→ Records shown
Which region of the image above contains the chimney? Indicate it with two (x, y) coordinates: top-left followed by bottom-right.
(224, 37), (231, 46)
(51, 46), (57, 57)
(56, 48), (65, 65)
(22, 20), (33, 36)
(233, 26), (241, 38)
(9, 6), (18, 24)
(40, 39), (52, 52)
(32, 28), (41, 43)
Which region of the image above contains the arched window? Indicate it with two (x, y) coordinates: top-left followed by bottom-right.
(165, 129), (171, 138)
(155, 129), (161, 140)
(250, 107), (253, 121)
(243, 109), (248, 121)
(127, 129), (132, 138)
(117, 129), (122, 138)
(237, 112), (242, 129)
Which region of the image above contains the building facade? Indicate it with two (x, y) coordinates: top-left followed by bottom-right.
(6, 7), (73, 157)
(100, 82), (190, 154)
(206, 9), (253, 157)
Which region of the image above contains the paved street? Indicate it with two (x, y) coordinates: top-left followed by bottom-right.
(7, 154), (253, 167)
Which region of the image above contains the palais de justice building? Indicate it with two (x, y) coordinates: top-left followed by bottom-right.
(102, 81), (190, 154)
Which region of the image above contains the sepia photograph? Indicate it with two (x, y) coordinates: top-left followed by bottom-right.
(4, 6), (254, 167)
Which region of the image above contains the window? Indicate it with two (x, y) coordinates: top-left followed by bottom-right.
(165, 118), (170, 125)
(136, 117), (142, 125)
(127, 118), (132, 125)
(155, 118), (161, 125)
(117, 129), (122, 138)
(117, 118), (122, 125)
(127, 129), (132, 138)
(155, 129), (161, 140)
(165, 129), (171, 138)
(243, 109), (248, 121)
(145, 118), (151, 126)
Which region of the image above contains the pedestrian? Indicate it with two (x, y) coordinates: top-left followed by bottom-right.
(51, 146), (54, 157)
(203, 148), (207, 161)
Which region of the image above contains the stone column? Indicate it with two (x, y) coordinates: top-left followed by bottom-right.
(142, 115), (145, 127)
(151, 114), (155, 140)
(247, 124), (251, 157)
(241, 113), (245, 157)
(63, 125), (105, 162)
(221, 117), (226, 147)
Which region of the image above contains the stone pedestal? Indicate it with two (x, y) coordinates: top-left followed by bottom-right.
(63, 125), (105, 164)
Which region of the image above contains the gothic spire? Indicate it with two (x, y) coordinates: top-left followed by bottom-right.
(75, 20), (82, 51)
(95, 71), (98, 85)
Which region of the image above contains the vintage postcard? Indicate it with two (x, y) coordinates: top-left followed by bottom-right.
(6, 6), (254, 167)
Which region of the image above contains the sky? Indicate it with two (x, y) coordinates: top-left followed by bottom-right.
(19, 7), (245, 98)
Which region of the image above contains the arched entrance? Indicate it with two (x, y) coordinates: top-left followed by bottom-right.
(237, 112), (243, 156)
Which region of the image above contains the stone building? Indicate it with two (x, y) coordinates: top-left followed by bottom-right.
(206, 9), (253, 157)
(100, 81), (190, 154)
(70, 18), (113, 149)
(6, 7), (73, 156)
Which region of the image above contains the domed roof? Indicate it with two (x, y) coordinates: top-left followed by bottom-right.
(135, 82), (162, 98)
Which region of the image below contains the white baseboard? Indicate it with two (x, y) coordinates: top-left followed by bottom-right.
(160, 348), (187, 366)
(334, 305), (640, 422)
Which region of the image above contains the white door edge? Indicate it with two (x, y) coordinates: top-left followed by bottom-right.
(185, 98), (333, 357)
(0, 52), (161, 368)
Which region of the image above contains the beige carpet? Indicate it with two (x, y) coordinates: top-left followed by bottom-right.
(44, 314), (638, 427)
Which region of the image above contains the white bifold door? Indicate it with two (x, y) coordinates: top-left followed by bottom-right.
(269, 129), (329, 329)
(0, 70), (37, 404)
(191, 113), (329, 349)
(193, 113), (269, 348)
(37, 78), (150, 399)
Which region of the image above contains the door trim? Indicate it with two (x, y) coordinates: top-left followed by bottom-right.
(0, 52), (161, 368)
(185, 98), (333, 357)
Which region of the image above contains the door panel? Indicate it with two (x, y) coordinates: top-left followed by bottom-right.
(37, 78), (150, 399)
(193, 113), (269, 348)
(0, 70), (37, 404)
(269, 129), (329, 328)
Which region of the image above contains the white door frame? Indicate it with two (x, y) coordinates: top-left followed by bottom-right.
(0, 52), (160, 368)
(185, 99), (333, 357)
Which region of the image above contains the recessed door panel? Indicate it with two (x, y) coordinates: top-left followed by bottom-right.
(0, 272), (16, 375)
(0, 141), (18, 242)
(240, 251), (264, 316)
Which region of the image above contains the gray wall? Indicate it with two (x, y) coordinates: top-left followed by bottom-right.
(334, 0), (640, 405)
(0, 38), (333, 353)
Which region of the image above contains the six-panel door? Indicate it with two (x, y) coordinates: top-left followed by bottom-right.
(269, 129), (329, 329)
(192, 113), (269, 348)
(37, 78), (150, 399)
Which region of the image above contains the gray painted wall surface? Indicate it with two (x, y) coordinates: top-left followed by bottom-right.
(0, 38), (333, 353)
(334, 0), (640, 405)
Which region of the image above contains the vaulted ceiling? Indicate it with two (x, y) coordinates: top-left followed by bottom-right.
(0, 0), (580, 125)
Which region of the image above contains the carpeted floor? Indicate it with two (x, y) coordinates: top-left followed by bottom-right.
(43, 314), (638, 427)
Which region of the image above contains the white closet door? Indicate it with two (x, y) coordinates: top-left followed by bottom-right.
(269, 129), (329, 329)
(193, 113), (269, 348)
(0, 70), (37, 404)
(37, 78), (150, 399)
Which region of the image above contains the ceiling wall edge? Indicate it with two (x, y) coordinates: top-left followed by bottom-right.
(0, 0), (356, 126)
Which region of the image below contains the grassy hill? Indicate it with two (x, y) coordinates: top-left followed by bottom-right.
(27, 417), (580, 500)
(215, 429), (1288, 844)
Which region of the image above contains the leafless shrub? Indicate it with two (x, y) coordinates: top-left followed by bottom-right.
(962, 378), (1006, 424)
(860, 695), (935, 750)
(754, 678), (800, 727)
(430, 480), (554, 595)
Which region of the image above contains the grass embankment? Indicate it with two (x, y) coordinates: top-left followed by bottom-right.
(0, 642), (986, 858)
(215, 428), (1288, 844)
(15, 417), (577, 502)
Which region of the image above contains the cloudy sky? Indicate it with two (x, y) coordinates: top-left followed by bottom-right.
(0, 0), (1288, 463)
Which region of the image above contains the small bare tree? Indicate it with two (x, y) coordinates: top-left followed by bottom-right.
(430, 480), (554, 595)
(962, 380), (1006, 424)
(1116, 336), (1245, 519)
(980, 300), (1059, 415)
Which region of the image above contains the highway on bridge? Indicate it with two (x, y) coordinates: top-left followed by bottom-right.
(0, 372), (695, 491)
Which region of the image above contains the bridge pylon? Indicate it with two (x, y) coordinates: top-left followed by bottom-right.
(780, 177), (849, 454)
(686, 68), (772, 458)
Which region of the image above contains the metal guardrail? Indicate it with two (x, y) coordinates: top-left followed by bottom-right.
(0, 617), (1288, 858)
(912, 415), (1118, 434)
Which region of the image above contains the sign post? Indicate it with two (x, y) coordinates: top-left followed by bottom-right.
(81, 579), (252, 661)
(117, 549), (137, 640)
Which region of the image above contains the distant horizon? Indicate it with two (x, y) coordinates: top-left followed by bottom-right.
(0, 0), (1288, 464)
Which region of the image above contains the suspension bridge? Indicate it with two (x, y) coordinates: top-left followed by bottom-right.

→ Description of the task
Please arrange the items above as a Markdown table with two columns, Row and Line, giving each line its own row number and leaving out blank lines.

→ Response for this exercise
| Row | Line |
|---|---|
| 1 | Which region of the image above contains the chimney? Indicate it with two (x, y) coordinates: top-left followed by bottom-right. |
| 2 | (224, 37), (231, 46) |
| 3 | (51, 46), (57, 57) |
| 4 | (56, 48), (65, 65) |
| 5 | (22, 20), (33, 36) |
| 6 | (233, 26), (241, 38) |
| 7 | (9, 6), (18, 24) |
| 8 | (40, 39), (52, 52) |
| 9 | (32, 28), (41, 43) |
| 10 | Which region of the image above contains the arched window? Indicate it with two (x, y) coordinates: top-left followed by bottom-right. |
| 11 | (165, 129), (171, 138) |
| 12 | (155, 129), (161, 140) |
| 13 | (250, 107), (253, 121) |
| 14 | (243, 109), (248, 121) |
| 15 | (127, 129), (132, 138) |
| 16 | (117, 129), (122, 138) |
| 17 | (237, 112), (242, 129) |
| 18 | Which region of the image above contains the building facade? Indicate it with two (x, y) coordinates: top-left followed by bottom-right. |
| 19 | (6, 7), (73, 157) |
| 20 | (100, 82), (190, 154) |
| 21 | (206, 9), (253, 157) |
| 22 | Which region of the image above contains the paved street? Indicate it with two (x, y) coordinates: top-left followed by bottom-right. |
| 23 | (7, 154), (253, 167) |
| 24 | Which region of the image above contains the palais de justice building? Indicate it with two (x, y) coordinates: top-left followed by bottom-right. |
| 25 | (102, 81), (190, 154) |
| 26 | Which region of the image above contains the sepia photograph? Indicate it with two (x, y) coordinates: top-left followed by bottom-right. |
| 27 | (4, 6), (254, 167) |
| 28 | Which region of the image above contains the window? Indicate it with two (x, y) coordinates: top-left followed by bottom-right. |
| 29 | (165, 118), (170, 125) |
| 30 | (136, 117), (142, 125) |
| 31 | (127, 118), (132, 125) |
| 32 | (155, 118), (161, 125) |
| 33 | (117, 129), (122, 138) |
| 34 | (117, 118), (122, 125) |
| 35 | (127, 129), (132, 138) |
| 36 | (155, 129), (161, 140) |
| 37 | (165, 129), (171, 138) |
| 38 | (243, 109), (248, 121) |
| 39 | (145, 118), (151, 126) |
| 40 | Which region of the image above contains the pedestrian? Indicate it with two (x, y) coordinates: top-left followed by bottom-right. |
| 41 | (51, 146), (54, 157) |
| 42 | (203, 148), (207, 161) |
| 43 | Which region of the image above contains the stone column? Indicate it with two (x, y) coordinates: top-left followed by bottom-right. |
| 44 | (142, 115), (145, 127) |
| 45 | (151, 114), (155, 140) |
| 46 | (247, 124), (251, 157) |
| 47 | (241, 113), (245, 157) |
| 48 | (63, 125), (105, 162) |
| 49 | (221, 117), (226, 147) |
| 50 | Which region of the image above contains the stone pedestal? Indicate it with two (x, y) coordinates: top-left followed by bottom-right. |
| 51 | (63, 125), (105, 164) |
| 52 | Which region of the image above contains the gothic spire? Indicate it with two (x, y) coordinates: top-left followed by bottom-right. |
| 53 | (75, 20), (82, 51) |
| 54 | (95, 71), (98, 85) |
| 55 | Which region of the image above contains the vintage postcard? Indicate it with two (x, y) coordinates: top-left followed by bottom-right. |
| 56 | (6, 6), (254, 167) |
| 57 | Which region of the image above contains the sky? Indicate it with two (x, y) coordinates: top-left followed by bottom-right. |
| 58 | (19, 7), (245, 98) |
| 59 | Which region of the image above contains the arched entrance? Indicate it with two (x, y) coordinates: top-left followed by bottom-right. |
| 60 | (237, 112), (243, 156) |
| 61 | Which region of the image above contains the stone building? Indicate it with two (x, y) coordinates: top-left followed by bottom-right. |
| 62 | (206, 9), (253, 157) |
| 63 | (100, 81), (190, 154) |
| 64 | (70, 18), (113, 149) |
| 65 | (6, 7), (73, 156) |
| 66 | Which region of the image above contains the domed roof? Indicate it with two (x, y) coordinates: top-left followed by bottom-right. |
| 67 | (135, 82), (162, 98) |
| 68 | Which region of the image below contains the white baseboard? Indicate it with two (x, y) coordinates: top-left followed by bottom-right. |
| 69 | (160, 348), (187, 366) |
| 70 | (334, 305), (640, 422) |
| 71 | Which region of the image above contains the white door edge? Indicate it with two (x, y) coordinates: top-left followed by bottom-right. |
| 72 | (185, 98), (333, 357) |
| 73 | (0, 52), (161, 368) |
| 74 | Which region of the image above contains the beige carpet? Indicate it with two (x, y) coordinates: top-left followed by bottom-right. |
| 75 | (44, 314), (638, 427) |
| 76 | Which region of the image above contains the white bifold door? Indicate it with two (x, y) coordinates: top-left followed by bottom-right. |
| 77 | (269, 129), (329, 329) |
| 78 | (0, 70), (37, 404) |
| 79 | (191, 113), (329, 349) |
| 80 | (193, 113), (269, 348) |
| 81 | (37, 78), (150, 399) |
| 82 | Which region of the image above contains the door trim? Indicate it with two (x, y) coordinates: top-left followed by bottom-right. |
| 83 | (0, 52), (161, 368) |
| 84 | (185, 98), (333, 357) |
| 85 | Which region of the image above contains the door panel? Indicate it with two (x, y) coordinates: top-left followed by bottom-right. |
| 86 | (37, 78), (150, 399) |
| 87 | (193, 113), (269, 348) |
| 88 | (0, 70), (37, 404) |
| 89 | (269, 129), (329, 328) |
| 90 | Which region of the image above contains the white door frame? Indicate it with two (x, y) coordinates: top-left followed by bottom-right. |
| 91 | (0, 52), (160, 368) |
| 92 | (185, 99), (333, 357) |
| 93 | Which region of the image above contains the recessed door panel? Indicate it with two (x, y) coordinates: top-left followed by bottom-right. |
| 94 | (0, 272), (16, 375) |
| 95 | (0, 141), (18, 242) |
| 96 | (240, 251), (264, 316) |
| 97 | Which region of the image above contains the gray wall? Indicate it with two (x, y) coordinates: top-left followed by bottom-right. |
| 98 | (334, 0), (640, 405) |
| 99 | (0, 38), (333, 353) |
| 100 | Which region of the image above contains the six-panel door? Indicate it with two (x, y) coordinates: top-left followed by bottom-right. |
| 101 | (269, 129), (329, 329) |
| 102 | (192, 113), (269, 348) |
| 103 | (37, 78), (150, 399) |
| 104 | Which region of the image above contains the gray painted wall surface? Indicate it with two (x, y) coordinates: top-left followed by bottom-right. |
| 105 | (0, 38), (333, 353) |
| 106 | (334, 0), (640, 405) |
| 107 | Which region of the image above contains the vaulted ceiling? Indicate it with two (x, y) coordinates: top-left followed by bottom-right. |
| 108 | (0, 0), (580, 125) |
| 109 | Which region of the image above contains the carpeted floor? Indicate it with two (x, y) coordinates: top-left followed by bottom-right. |
| 110 | (43, 314), (638, 427) |
| 111 | Which region of the image above contains the white closet door? Indicate it with two (x, y) coordinates: top-left followed by bottom-right. |
| 112 | (269, 129), (329, 329) |
| 113 | (193, 113), (269, 348) |
| 114 | (0, 70), (37, 404) |
| 115 | (37, 78), (150, 399) |
| 116 | Which region of the image above contains the ceiling wall edge? Indicate it with two (x, y) coordinates: top-left followed by bottom-right. |
| 117 | (0, 0), (356, 126) |
| 118 | Which region of the image below contains the grassy hill? Indicate it with two (x, y) coordinates: top-left followed by bottom-right. |
| 119 | (27, 417), (580, 500) |
| 120 | (215, 429), (1288, 844) |
| 121 | Which region of the image above contains the leafless shrub? Indicate it with two (x, y) coordinates: top-left followed by bottom-right. |
| 122 | (962, 378), (1006, 424) |
| 123 | (860, 695), (935, 750) |
| 124 | (754, 678), (800, 727) |
| 125 | (430, 480), (554, 595) |
| 126 | Which region of the image above contains the grass embankment? Indicate it with two (x, y) coordinates: top-left followed by bottom-right. |
| 127 | (0, 642), (986, 858) |
| 128 | (215, 428), (1288, 844) |
| 129 | (15, 417), (577, 502) |
| 130 | Which region of the image above contains the cloudy sky? Indicate it with two (x, y) coordinates: top-left followed by bottom-right. |
| 131 | (0, 0), (1288, 463) |
| 132 | Which region of the image above contains the small bare tree? Indicate it with two (x, y) coordinates: top-left followed by bottom-right. |
| 133 | (430, 480), (554, 595) |
| 134 | (962, 380), (1006, 424) |
| 135 | (1116, 336), (1245, 519) |
| 136 | (980, 300), (1059, 415) |
| 137 | Which region of the image above contains the highway on bridge? Indicate it with two (x, y) coordinates: top-left followed by bottom-right. |
| 138 | (0, 372), (695, 491) |
| 139 | Which region of the image above contains the bridge pylon? Indicate it with two (x, y) coordinates: top-left followed by bottom-right. |
| 140 | (780, 177), (849, 454) |
| 141 | (686, 68), (772, 458) |
| 142 | Which region of the image above contains the metal guardrail? Indicate it with two (x, y) coordinates: top-left followed by bottom-right. |
| 143 | (0, 617), (1288, 858) |
| 144 | (912, 415), (1118, 434) |
| 145 | Which region of the image above contains the sign post? Indicate it with two (x, y) coordinates: top-left followed by bottom-right. |
| 146 | (81, 579), (252, 661) |
| 147 | (117, 549), (137, 640) |
| 148 | Which region of the image above contains the distant horizon? Indicate it with two (x, y) coordinates: top-left followed by bottom-right. |
| 149 | (0, 0), (1288, 464) |
| 150 | Which region of the image above contains the suspension bridge? Indicate it with two (x, y) coordinates: top-left followed by bottom-right. |